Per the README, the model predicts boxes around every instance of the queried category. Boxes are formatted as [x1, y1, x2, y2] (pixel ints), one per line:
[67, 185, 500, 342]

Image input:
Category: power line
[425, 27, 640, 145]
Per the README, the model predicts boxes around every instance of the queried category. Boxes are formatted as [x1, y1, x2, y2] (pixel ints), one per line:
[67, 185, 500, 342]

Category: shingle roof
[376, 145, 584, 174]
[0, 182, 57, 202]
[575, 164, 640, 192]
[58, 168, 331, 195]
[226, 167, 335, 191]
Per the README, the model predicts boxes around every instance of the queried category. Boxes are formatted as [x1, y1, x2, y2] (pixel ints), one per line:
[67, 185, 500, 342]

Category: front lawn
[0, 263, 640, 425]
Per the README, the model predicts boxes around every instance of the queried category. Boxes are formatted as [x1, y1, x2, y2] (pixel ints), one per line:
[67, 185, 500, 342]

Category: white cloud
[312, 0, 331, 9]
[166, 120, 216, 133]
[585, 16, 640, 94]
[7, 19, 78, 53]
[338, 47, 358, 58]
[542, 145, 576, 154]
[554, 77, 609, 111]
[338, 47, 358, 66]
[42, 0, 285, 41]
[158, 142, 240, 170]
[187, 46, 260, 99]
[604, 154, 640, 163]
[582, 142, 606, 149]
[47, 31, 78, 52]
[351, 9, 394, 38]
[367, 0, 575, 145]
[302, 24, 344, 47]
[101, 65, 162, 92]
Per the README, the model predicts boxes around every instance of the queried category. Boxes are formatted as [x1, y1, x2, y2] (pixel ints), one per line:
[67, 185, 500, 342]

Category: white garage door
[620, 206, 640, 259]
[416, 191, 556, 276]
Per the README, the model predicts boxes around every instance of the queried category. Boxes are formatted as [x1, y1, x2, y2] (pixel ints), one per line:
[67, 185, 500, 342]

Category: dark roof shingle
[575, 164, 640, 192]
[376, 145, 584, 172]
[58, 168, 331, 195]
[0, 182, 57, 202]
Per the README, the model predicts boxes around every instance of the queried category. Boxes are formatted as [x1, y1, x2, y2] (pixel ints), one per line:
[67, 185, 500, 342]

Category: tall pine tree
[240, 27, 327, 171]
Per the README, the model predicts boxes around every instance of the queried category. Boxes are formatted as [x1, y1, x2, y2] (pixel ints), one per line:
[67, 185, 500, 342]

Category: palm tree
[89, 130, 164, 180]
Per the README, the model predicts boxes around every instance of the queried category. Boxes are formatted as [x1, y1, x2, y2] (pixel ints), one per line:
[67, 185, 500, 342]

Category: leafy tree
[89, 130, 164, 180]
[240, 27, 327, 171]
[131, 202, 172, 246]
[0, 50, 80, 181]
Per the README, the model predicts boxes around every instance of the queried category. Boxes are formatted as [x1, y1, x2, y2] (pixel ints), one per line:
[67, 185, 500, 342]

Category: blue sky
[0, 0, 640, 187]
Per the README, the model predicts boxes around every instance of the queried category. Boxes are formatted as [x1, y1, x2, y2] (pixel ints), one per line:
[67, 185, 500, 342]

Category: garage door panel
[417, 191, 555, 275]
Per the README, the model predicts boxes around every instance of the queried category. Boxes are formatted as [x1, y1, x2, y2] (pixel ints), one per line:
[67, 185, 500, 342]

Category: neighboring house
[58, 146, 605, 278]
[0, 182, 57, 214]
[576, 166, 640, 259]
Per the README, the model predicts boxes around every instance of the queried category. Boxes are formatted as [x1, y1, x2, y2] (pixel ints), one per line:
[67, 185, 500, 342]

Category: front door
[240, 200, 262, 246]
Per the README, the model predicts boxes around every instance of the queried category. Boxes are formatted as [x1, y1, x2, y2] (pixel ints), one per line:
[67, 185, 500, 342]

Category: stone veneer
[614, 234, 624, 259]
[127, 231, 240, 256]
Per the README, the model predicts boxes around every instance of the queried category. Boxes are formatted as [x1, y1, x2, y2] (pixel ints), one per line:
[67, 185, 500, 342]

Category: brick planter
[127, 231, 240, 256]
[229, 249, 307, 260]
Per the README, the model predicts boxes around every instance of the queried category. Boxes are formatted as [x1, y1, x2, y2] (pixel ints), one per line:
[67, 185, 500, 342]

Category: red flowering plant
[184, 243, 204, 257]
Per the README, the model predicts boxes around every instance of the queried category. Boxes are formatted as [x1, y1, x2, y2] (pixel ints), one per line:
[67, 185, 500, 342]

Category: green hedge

### Brief
Reproduce the records verbatim, starting at their first line and ending at the line that contains "[0, 263, 640, 425]", including both of those lines.

### Reply
Per the README, the model predicts boxes around every instance of the queried category. Boxes are formatted as [x1, y1, x2, y2] (pixel ints), one per line:
[67, 185, 500, 342]

Image input:
Category: power line
[425, 27, 640, 145]
Per the README, the model predicts boxes around every instance of the queried category. Boxes are formatted as [x1, y1, x2, y2] (pixel ints), one per line:
[67, 185, 500, 342]

Category: shingle roof
[376, 145, 584, 174]
[0, 182, 57, 202]
[575, 164, 640, 192]
[58, 168, 331, 195]
[226, 167, 335, 191]
Per the README, the model predicts boxes around every instance of the queried category. Boxes are formatted as [x1, y1, x2, y2] (pixel ints), one per line:
[67, 185, 500, 342]

Category: front lawn
[0, 263, 640, 425]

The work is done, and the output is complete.